[YOUR TASK] Restate the listing below word for word; no pictures belong in the copy.

>>>>

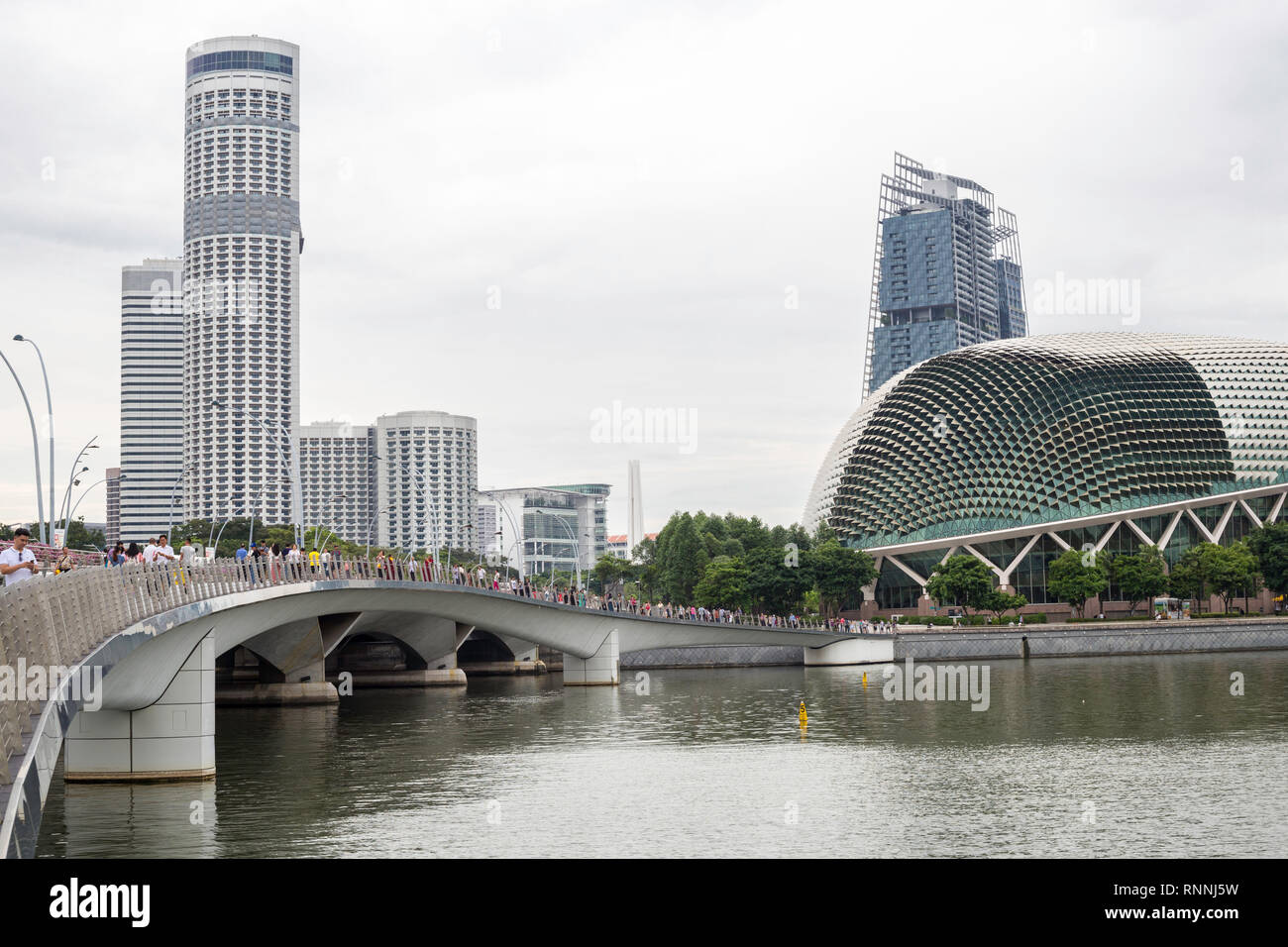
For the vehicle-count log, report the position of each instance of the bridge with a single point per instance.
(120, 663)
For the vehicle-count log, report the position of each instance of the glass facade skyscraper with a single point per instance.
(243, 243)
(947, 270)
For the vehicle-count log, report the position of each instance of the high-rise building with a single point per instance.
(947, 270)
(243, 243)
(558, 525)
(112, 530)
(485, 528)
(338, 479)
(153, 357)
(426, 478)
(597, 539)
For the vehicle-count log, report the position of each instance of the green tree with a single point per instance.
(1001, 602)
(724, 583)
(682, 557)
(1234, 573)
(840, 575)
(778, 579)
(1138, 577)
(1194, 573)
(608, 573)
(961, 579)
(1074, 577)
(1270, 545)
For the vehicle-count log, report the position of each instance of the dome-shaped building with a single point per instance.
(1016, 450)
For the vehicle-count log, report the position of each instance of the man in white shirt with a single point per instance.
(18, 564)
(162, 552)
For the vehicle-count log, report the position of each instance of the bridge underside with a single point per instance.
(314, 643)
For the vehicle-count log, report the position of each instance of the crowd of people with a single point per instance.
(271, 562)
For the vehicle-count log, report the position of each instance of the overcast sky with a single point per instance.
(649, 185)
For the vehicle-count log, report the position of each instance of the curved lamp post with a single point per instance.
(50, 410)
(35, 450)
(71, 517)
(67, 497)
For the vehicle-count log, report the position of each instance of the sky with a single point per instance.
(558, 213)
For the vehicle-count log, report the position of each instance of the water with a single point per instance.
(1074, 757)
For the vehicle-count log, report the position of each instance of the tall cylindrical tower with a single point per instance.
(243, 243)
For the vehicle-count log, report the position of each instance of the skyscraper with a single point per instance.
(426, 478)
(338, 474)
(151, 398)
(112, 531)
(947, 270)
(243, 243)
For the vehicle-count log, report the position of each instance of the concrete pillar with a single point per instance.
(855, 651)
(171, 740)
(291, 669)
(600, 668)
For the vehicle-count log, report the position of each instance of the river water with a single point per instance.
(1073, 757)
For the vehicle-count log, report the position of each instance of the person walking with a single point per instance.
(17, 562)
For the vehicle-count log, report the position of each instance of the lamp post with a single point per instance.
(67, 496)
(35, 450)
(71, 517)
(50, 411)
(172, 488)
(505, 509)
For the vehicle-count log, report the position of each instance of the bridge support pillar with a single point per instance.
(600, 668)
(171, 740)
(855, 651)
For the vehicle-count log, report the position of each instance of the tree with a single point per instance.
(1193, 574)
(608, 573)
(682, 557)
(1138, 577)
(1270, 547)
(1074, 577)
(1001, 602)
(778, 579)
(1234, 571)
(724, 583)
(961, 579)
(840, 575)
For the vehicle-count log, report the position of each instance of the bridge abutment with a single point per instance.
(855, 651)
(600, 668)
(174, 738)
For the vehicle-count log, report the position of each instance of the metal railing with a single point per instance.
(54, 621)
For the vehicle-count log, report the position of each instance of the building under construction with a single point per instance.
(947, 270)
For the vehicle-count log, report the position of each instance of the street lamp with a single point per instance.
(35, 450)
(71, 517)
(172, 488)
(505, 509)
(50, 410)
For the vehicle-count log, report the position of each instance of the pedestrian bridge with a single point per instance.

<<<<

[RESULT]
For the vehicle-count log, report the position of each instance of the bridge with a single point per instance.
(120, 663)
For the vehicle-count log, report the position of each instance of the glass facade skyscraper with a single point per instance.
(243, 243)
(947, 270)
For the vehicle-count log, report the position of each instance of the high-rise building with a single point per instance.
(947, 270)
(243, 243)
(558, 525)
(112, 530)
(485, 528)
(338, 479)
(153, 357)
(426, 478)
(597, 539)
For the vehicle-count log, report the position of each instance of the green tree with a single point per instance.
(1001, 602)
(724, 583)
(682, 557)
(1234, 573)
(840, 575)
(778, 579)
(1138, 577)
(1194, 573)
(608, 573)
(961, 579)
(1074, 577)
(1270, 545)
For the vehicle-count log, report the position of each instance of the dome-shaped building with a single point per instance.
(1016, 450)
For the vehicle-count log, report the position of each instance of the man in white shirt with a single point per instance.
(18, 564)
(162, 552)
For the vehicle-count log, report the position of each instance of the bridge underside with a single point per instance.
(314, 643)
For the vehicle-count log, report the position of each instance of the crowd of people with a single point per instance.
(271, 562)
For the vehicle-count log, report the position of each instance of the overcast sky with a single point per instance.
(649, 185)
For the vehicle-count log, report the position of each instance of the curved lamp post with a single point per instance.
(50, 410)
(35, 450)
(71, 517)
(67, 497)
For the vehicle-count log, report the position of each instance of the sky with a single point per instance.
(558, 213)
For the vehicle-count log, report the position of each instance of the water with a single point per instance.
(1074, 757)
For the vehicle-count log, report the position of each instance of the tall cylindrical tower with a single point per instance.
(243, 243)
For the vehicle-count log, report the position of each instance of the skyscraper with a single point per instance.
(426, 478)
(338, 474)
(151, 398)
(112, 531)
(947, 270)
(243, 243)
For the vehicle-count log, report the position of each instance of the concrete pillar with a single point per instance.
(855, 651)
(171, 740)
(291, 669)
(600, 668)
For the vehicle-count log, report the position of each instance of the river water with a single point per instance.
(1073, 757)
For the vehicle-count log, report the position of each instance of the person walking with a single point per instance.
(17, 562)
For the vehicle-count log, report the position of each instance of the lamp post with a single point per instance.
(67, 496)
(35, 450)
(71, 517)
(50, 411)
(172, 488)
(505, 509)
For the vehicle-count log, report the position of each instance of the bridge support pillar with a single point per instance.
(600, 668)
(171, 740)
(855, 651)
For the vehicle-count log, report the position of each instance of the tree with a single point per instance.
(1193, 574)
(608, 573)
(682, 557)
(1138, 577)
(1270, 547)
(1074, 577)
(1001, 602)
(778, 579)
(1234, 571)
(724, 583)
(961, 579)
(840, 575)
For the vehicle-count log, report the position of each instance of the bridge abutment with a single point per instance.
(855, 651)
(600, 668)
(174, 738)
For the vehicle-count log, report the position of each instance of the metal railing with a single point per instance.
(54, 621)
For the vehicle-count log, report the position of each instance of the building under construction with a single point per instance.
(947, 270)
For the vehicle-count log, report the position of each instance of the street lamp with a single point per instance.
(35, 450)
(71, 517)
(172, 488)
(505, 509)
(50, 410)
For the vehicle-count log, report the position of each instance of the pedestrian bridge with a single point per instance.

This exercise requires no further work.